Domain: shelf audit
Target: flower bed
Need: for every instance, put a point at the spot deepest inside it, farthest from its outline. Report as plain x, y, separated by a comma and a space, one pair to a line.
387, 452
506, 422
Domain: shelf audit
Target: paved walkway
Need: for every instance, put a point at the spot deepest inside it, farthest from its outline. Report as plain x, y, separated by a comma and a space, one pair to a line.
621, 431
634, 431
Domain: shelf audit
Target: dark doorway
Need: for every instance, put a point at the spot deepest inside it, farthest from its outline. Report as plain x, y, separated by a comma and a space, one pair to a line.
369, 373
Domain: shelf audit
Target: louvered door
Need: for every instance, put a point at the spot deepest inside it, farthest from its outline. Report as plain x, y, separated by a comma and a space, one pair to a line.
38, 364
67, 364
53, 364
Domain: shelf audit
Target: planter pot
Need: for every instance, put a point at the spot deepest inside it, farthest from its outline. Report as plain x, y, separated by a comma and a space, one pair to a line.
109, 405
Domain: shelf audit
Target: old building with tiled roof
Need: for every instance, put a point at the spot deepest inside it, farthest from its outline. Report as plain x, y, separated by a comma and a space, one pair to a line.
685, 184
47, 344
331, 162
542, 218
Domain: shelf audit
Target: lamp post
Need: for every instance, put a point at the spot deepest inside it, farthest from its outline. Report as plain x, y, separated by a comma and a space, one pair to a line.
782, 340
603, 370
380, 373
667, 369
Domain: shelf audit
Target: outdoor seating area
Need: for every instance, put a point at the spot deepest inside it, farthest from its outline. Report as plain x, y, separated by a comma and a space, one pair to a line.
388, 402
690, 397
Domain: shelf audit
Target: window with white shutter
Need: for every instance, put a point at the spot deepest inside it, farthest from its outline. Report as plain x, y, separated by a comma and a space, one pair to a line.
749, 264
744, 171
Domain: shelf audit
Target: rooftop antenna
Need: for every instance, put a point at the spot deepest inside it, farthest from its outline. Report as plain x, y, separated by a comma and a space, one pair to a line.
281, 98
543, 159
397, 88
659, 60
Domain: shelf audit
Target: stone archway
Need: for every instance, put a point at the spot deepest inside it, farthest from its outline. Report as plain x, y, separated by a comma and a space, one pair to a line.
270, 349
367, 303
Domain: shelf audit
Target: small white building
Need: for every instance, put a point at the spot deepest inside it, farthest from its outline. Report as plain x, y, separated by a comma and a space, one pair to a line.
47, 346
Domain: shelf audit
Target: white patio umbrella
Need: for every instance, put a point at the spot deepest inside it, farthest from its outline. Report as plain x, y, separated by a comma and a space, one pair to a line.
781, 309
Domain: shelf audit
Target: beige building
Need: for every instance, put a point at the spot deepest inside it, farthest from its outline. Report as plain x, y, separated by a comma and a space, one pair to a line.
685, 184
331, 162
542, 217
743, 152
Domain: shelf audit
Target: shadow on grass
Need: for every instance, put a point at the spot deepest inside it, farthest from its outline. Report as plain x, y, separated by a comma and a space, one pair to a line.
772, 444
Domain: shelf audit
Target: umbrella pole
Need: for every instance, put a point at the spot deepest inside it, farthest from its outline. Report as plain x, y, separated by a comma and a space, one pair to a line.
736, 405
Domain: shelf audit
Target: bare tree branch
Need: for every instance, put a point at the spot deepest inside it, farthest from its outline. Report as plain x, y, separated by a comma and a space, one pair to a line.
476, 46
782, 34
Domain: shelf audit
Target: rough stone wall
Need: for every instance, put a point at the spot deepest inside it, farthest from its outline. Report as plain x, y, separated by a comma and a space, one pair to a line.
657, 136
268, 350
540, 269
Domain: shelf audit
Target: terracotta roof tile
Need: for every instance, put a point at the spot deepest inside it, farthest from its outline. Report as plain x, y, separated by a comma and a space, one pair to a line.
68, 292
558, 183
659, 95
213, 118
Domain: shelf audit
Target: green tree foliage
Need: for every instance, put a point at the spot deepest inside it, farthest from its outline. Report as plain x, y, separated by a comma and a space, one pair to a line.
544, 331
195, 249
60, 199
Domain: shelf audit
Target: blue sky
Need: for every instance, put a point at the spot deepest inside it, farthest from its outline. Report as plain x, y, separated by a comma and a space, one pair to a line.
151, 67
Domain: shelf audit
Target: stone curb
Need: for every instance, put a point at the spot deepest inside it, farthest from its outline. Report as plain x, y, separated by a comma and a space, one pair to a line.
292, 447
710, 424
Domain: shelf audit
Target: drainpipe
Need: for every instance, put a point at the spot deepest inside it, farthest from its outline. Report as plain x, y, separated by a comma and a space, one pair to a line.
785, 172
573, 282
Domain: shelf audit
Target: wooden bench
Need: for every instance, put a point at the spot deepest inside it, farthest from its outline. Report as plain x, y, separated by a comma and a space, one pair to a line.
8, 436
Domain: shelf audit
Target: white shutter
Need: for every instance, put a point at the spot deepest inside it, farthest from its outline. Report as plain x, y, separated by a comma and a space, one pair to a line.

___

Each record above should be output again exactly.

Domain: shelf audit
Target: flower bed
Need: for every instance, put a point at the spot deepest inside it, farthest from its outline. Report as plain x, y, separated by a comma and a space, one pair to a line.
387, 452
506, 422
Domain: shelf audit
Target: paved walkway
Need: for every instance, put a point at the spot deepest inside it, farthest from its outline. Report as plain x, y, separated by a comma and a space, one pair to a line.
621, 431
634, 431
Domain: shelf audit
Target: dark doorway
Need: for every instance, put a point at the spot deepest inside it, farthest from its outline. Report as plain x, y, separated by a comma and a space, one pair to a line.
369, 373
Domain: shelf audit
Target: louvered door
Need: for every instance, put a point at the spot deepest inside it, farthest from its outline. Report as plain x, y, separated by a comma and a space, one pair to a line.
38, 364
67, 364
53, 364
Domain: shelf audit
Target: planter pot
Need: for every instance, put a point at the spot deepest inside it, farthest from its outline. Report as plain x, y, separated by a comma and a space, one pair to a line.
109, 405
Domain: shelf audit
Target: old building with tiled roof
Need: for every instance, put a point at the spot deepest inside it, farthest from its outline. Report as plain x, y, separated by a comma and a space, one pair to a line.
685, 184
47, 344
331, 162
542, 218
Domain: shelf audit
Target: lamp post
Need: for every instance, put a point at the spot deepest inside it, farthest from its outline. Report as plain x, y, separated by a comma and a space, one pair to a line.
782, 340
603, 370
380, 373
667, 369
Domain: shelf audit
Target: outdoor seating area
Need: for every instance, put a point at the spot deepest inside it, farthest from its outline. Report as plain x, y, separated by a comma and a space, one pair to a line.
388, 402
690, 397
Domain: shelf audit
Target: window with white shutter
Need: for every instance, put a point at the spot deepest inside it, farthest from its outline. Report as plain x, y, separated by a comma and a space, one pair to a line.
749, 264
744, 171
Domain: shelf audit
Target: rooftop antenna
Need: for every instance, put a point at the spot deepest inside it, farthest from its outline. Report as plain x, y, separated by a comma and a space, one pair to a line.
281, 98
543, 159
397, 88
659, 60
Domain: shelf audit
Target: stone archway
Need: for every instance, put a point at the spot deepest inside it, farthest from its outline. Report as plain x, y, separated by a comma and a space, one pair to a line.
270, 349
367, 303
Domain: shelf audit
Target: small white building
Need: for every instance, put a point at the spot deepest inside it, farthest from its outline. Report as plain x, y, separated by a comma and a space, one pair to a line.
47, 346
Domain: shelf audit
Target: white patio umbrella
Need: for every instance, put a point at the spot deepest inside it, farthest from its outline. Report as plain x, y, separated by a comma and a space, one pair to a line.
781, 309
Domain: shelf audit
Target: beige building
Need: for every instance, put a point at the spot deepest inside it, farthest from its outline. Report as plain x, y, separated by a comma and a space, one pair to a line.
685, 184
331, 162
542, 217
743, 152
Domain: shelf audit
Target: shadow on grass
Need: for every instance, put a point at the spot deepest inside it, farthest from its outline. Report as plain x, y, separated by a comma and a space, one pair to a line.
772, 444
Domain: shelf audit
Target: umbrella pole
Need: for every instance, put a point at the spot deepest inside it, farthest from its outline. Report as plain x, y, separated by a comma and a space, one pair to a line.
736, 405
Domain: shelf audit
Target: bare tree branch
Need: for every instance, put a point at the spot deepest inside it, farthest from its outline. Report as plain x, y, separated by a comma and a space, one pair to a line.
476, 46
782, 34
Domain: shelf audit
Target: rough stone wall
Need: for every instance, put a point at the spot deepest inside it, farthest from its outline. Report as plain x, y, separated by a comma and a space, one pair to a line.
657, 136
268, 350
540, 269
Domain: shelf audit
Target: terracotta roof tile
Need: for every instance, put a point at the spot deepest inside it, farthest from its outline. Report as plain x, y, separated by a comma and a space, one pair to a line.
68, 292
558, 183
659, 95
213, 118
Domain: shelf audit
Target: green tree foliage
Need: for every instance, put a point at the spot deepest inside it, farthest from its outline. Report as plain x, y, separated by a comma and a space, one pair to a line.
544, 331
195, 249
60, 199
Domain: shelf audit
Target: blue sky
Need: for every instance, put a point at the spot deepest inside it, farthest from its outline. Report as plain x, y, separated by a comma and a space, one pair to a line.
151, 67
Domain: shelf audit
Target: stone curb
Need: for every instance, put a point at the spot deepest inside it, farthest from its outline. Report as plain x, y, separated by a comma and a space, one pair to a line.
292, 447
710, 424
Domain: shelf audit
Target: drainpipe
Need: for every instance, put a point at the spot deepest inside it, farthest from its outline. Report as plain x, y, separated by a comma and a space, one pair to a line.
785, 172
573, 282
Domain: shelf audit
Target: wooden bench
Need: for every instance, put a point at the spot deepest inside it, farthest from its outline. Report as plain x, y, separated by a comma and a space, one pair to a line.
8, 436
Domain: shelf audit
Target: white shutter
Need: for every instance, put a point at the spot deepest inside it, farthest from its outline. Report as plain x, y, separated by a comma and a space, one pair to a line.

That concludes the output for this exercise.